Your goal
Find the line containing "of the gold" in the material below, then please transcribe it and each line after it exactly, without the pictures.

Segment Start: Data under study

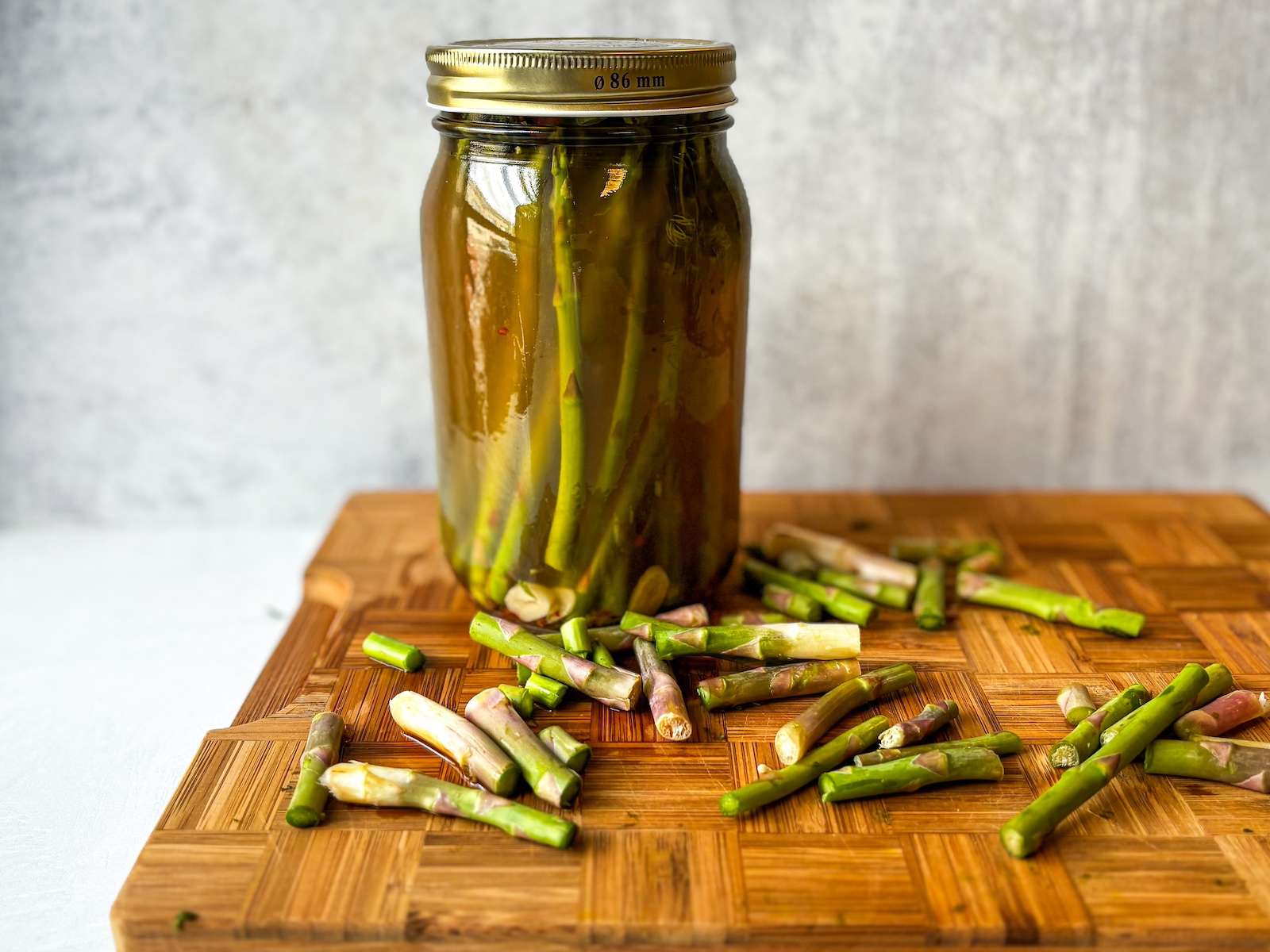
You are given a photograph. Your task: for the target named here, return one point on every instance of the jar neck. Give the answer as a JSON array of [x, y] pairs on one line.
[[583, 130]]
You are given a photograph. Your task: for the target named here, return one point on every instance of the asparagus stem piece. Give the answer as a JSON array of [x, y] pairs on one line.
[[1212, 759], [838, 603], [838, 554], [393, 653], [550, 780], [610, 685], [929, 597], [775, 785], [455, 739], [753, 619], [1219, 682], [1052, 606], [520, 698], [911, 774], [1022, 835], [1222, 715], [664, 698], [577, 640], [797, 738], [398, 786], [686, 616], [878, 592], [793, 603], [544, 691], [573, 433], [1003, 743], [950, 550], [321, 749], [772, 683], [651, 590], [933, 716], [1083, 738], [1076, 702], [572, 752]]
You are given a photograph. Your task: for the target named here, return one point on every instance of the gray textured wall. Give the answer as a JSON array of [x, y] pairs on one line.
[[995, 244]]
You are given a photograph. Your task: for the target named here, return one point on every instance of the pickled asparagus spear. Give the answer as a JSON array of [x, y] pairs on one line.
[[797, 738], [455, 739], [1022, 835], [664, 698], [1052, 606], [911, 774], [398, 786], [838, 554], [775, 785], [321, 749], [1003, 743], [770, 683], [838, 603], [550, 780], [791, 603], [878, 592], [610, 685]]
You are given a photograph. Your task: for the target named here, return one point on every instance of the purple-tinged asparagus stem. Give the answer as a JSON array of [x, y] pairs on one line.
[[550, 780], [797, 738], [1003, 743], [571, 752], [838, 554], [1076, 702], [455, 739], [791, 603], [610, 685], [1212, 759], [321, 749], [911, 774], [770, 683], [1083, 739], [398, 787], [775, 785], [933, 716], [1222, 715], [664, 698]]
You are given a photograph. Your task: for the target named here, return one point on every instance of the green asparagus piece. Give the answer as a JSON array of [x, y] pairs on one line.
[[610, 685], [1022, 835], [879, 592], [572, 752], [772, 683], [929, 598], [838, 603], [911, 774], [1083, 738], [1003, 743], [393, 653], [1075, 702], [321, 750], [793, 603], [776, 785], [544, 691], [797, 738], [455, 739], [550, 780], [398, 786], [1052, 606], [1212, 759]]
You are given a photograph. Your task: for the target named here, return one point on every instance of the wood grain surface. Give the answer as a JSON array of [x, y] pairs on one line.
[[1149, 861]]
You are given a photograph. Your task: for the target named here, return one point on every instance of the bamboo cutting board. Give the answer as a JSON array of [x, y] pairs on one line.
[[1149, 861]]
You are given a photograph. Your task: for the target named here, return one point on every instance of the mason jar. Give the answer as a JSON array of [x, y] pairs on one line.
[[586, 259]]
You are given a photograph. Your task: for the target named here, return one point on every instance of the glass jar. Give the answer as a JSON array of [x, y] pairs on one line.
[[586, 255]]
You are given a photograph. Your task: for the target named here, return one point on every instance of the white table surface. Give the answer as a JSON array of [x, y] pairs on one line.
[[121, 647]]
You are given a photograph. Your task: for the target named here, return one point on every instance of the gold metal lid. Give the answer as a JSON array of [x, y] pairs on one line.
[[582, 76]]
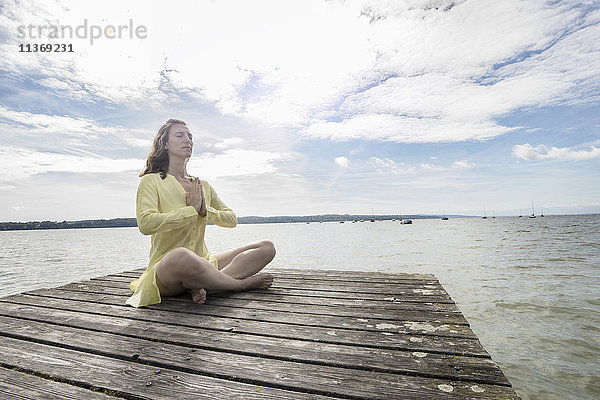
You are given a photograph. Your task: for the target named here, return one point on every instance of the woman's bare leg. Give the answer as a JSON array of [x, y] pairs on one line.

Segment End: Data under study

Solution
You are given a photograph. Your task: for the target named here, return one point on every instance of the gold metal lid. Give the answer as a JSON array of [x, y] pairs on one line.
[[582, 76]]
You are given a photograph. Your task: for the target named here, return one point on every instance of the woman's bare leg. Give the answer as a JSON array of [x, y] pairs on one line.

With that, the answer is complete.